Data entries
+++++

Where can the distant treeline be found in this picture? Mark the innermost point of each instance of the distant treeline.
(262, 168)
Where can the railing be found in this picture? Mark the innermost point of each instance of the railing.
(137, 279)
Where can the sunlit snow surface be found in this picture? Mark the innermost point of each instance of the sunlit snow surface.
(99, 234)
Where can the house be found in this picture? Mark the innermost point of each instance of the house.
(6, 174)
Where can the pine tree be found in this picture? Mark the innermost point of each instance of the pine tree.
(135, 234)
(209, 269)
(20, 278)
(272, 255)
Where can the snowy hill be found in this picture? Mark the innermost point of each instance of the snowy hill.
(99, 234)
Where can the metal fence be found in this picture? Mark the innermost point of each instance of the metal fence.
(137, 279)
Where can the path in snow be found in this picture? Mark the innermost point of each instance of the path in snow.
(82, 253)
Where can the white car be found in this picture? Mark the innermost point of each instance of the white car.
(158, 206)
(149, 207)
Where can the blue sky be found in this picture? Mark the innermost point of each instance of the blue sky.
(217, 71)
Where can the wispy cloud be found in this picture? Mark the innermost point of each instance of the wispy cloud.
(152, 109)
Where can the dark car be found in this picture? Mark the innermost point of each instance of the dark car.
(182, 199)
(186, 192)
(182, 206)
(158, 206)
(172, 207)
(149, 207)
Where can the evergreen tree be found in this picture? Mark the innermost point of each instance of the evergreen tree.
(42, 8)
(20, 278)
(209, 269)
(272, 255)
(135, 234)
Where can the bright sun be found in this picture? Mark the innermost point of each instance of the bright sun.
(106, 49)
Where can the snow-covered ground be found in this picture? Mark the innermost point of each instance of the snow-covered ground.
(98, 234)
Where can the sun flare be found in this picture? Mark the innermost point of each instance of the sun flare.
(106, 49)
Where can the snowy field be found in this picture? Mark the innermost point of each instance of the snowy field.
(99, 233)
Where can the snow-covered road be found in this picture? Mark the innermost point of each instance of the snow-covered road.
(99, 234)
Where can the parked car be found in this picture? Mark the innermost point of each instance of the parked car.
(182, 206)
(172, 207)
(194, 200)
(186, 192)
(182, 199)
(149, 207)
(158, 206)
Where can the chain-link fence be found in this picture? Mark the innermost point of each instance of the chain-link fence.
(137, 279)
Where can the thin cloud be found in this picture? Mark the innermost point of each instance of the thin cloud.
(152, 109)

+++++

=== Direction ===
Return every row above word for word, with no changes.

=== Answer to the exercise ===
Where can the distant treeline be found in this picture? Mark the innermost point of each instance of the distant treeline.
(262, 168)
Where can the railing be found in this picture? Mark the innermost point of each instance of the railing.
(137, 279)
Where can the sunlit snow surface be found in this picture? Mark the innermost point of each instance of the sunlit snow surface.
(99, 234)
Where can the house be found in this picture? Mark the innermost point of each instance of the house.
(6, 174)
Where can the pine tree be found in this picture? Mark the innermost point of each instance of the pine tree.
(135, 234)
(209, 269)
(20, 278)
(272, 255)
Where can the snowy hill be found in this picture? Mark the innermost point of each instance of the snowy hill.
(99, 234)
Where can the metal fence be found in this picture? Mark the innermost point of each instance of the metal fence.
(137, 279)
Where can the path in snow be found in this picture? Mark the innermost point of each instance of the path in snow.
(82, 253)
Where can the white car be found in this picture? Mark the innermost point of each instance of the white car.
(158, 206)
(149, 207)
Where can the blue sky be found in this picture? Mark the innermost point of each instance of the blue sky.
(217, 71)
Where can the wispy cloud be found in this picture? Mark the innermost point of each instance of the wispy cloud.
(152, 109)
Where can the dark car be found in this picture? Mark the innermost point of each instance of the dark car.
(182, 199)
(186, 192)
(182, 206)
(158, 206)
(172, 207)
(149, 207)
Where can the evergreen tree be found in this picture? Mark the innermost point of each instance of the evergreen tree.
(42, 8)
(20, 278)
(209, 269)
(272, 255)
(135, 234)
Where can the bright sun be found in this picture? Mark the innermost point of each instance of the bright sun.
(106, 49)
Where can the snow-covered ground be found in this picture? Mark the innermost point of each instance of the snow-covered ground.
(98, 234)
Where can the sun flare be found in this picture? Mark the innermost point of each instance of the sun flare.
(106, 49)
Where can the snowy field be found in this picture? Mark the innermost point of each instance of the snowy field.
(99, 233)
Where can the snow-covered road be found in this picture? Mark the innermost point of each instance of the snow-covered road.
(99, 234)
Where can the parked car be found in this picture? Mark the innermost point of each instance of the parked car.
(182, 206)
(172, 207)
(194, 200)
(186, 192)
(182, 199)
(149, 207)
(158, 206)
Where can the chain-link fence be found in this picture? Mark the innermost point of each instance of the chain-link fence.
(137, 279)
Where can the thin cloud be found in this picture? Mark the innermost point of each instance of the thin cloud.
(152, 109)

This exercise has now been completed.